=== EXERCISE DETAILS ===
Exactly as written, transcribe the lines that run from the one containing "Teacher note: indicate the fish eye" to the end of the records below.

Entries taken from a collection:
______

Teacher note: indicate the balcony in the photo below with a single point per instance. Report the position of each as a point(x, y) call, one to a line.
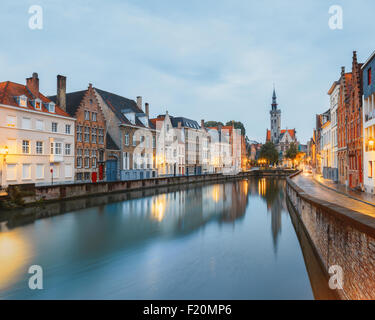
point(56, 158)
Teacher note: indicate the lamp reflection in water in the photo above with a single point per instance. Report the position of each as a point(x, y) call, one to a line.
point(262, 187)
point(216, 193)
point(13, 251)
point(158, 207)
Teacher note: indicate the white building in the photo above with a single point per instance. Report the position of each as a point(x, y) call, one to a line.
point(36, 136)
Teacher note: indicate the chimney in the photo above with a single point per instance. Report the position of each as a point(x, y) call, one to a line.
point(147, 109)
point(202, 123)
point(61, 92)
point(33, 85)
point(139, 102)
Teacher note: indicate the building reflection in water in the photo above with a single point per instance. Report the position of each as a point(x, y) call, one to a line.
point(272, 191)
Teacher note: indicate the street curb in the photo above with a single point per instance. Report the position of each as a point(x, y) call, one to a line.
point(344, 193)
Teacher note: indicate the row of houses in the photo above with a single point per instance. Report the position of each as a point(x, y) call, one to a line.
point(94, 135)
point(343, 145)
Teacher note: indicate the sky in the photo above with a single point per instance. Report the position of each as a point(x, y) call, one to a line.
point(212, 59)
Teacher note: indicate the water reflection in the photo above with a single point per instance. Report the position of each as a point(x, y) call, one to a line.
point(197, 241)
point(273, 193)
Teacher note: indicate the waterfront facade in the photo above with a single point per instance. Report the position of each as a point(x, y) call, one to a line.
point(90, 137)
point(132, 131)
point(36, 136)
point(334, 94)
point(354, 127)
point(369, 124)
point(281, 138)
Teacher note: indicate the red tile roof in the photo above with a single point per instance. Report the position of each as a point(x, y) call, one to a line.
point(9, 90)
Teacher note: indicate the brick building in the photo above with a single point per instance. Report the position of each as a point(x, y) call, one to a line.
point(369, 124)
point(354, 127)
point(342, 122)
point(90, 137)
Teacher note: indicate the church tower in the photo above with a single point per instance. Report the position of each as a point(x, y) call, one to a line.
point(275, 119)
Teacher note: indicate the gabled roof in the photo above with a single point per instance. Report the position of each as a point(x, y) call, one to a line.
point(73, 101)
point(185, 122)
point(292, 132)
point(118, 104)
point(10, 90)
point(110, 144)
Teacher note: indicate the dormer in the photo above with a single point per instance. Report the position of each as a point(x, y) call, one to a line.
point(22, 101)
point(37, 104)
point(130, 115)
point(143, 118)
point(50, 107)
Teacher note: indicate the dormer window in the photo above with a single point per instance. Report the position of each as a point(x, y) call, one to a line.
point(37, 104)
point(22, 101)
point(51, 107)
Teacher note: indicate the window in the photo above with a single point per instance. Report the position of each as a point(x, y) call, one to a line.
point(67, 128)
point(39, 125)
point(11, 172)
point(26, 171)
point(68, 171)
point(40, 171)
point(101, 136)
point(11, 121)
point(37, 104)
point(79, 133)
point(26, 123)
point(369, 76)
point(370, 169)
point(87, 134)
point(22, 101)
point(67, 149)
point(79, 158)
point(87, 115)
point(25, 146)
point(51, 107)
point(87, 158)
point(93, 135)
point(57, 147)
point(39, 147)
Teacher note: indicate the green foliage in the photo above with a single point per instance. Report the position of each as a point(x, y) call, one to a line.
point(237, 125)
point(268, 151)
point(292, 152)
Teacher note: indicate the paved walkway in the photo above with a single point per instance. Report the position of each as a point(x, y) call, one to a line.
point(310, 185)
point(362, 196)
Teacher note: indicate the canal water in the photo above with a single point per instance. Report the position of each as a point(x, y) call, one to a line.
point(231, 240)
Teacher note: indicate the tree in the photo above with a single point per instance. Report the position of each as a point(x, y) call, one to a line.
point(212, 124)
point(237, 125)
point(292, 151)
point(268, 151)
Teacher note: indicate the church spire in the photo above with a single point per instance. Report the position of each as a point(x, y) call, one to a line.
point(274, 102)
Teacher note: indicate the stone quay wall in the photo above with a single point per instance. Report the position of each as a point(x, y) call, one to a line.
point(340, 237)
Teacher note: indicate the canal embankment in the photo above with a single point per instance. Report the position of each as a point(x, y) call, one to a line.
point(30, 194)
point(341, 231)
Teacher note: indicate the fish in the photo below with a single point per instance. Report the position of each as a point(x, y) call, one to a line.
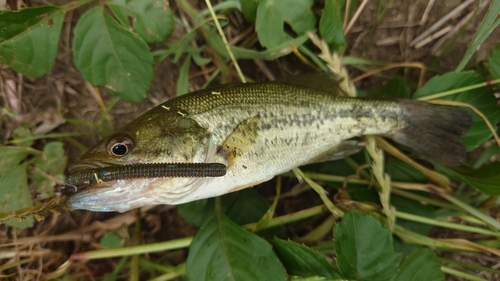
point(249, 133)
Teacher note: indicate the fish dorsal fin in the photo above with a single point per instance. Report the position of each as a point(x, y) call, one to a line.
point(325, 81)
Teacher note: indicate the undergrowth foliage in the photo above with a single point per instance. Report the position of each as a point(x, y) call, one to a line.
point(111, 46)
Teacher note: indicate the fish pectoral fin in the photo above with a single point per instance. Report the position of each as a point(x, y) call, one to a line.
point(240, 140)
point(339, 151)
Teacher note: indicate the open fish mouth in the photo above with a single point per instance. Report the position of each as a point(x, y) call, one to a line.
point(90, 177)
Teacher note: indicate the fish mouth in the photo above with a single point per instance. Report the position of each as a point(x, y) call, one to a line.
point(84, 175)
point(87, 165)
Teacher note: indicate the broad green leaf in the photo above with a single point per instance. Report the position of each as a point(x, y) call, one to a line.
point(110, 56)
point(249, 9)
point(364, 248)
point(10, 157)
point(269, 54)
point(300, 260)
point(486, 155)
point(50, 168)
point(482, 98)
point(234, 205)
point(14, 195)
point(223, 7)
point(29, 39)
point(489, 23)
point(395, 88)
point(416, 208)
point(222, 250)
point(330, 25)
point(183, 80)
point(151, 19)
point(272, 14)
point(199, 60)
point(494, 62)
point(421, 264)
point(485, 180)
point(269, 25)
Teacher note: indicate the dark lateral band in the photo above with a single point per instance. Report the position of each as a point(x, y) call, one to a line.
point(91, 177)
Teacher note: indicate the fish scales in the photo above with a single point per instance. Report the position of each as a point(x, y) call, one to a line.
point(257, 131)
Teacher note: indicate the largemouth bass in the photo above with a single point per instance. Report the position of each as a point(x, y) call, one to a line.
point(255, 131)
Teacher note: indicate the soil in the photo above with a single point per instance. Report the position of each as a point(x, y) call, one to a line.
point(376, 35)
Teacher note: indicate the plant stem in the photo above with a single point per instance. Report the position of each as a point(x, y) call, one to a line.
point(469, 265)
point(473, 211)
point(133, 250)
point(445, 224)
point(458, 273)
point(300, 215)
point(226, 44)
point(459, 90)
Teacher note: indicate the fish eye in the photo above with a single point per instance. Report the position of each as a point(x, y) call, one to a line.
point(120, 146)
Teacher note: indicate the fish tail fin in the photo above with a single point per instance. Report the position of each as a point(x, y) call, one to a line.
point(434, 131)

______

=== EXERCISE SOLUTION ===
Teacher note: indicate the fish eye in the photo above with a single point per instance. Report the position of each as a point(x, y) call, one to a line.
point(120, 146)
Teacher note: indicate the fish tail fin in the photo above with a single point per instance. Report the position of each as a point(x, y) call, one to a line.
point(434, 131)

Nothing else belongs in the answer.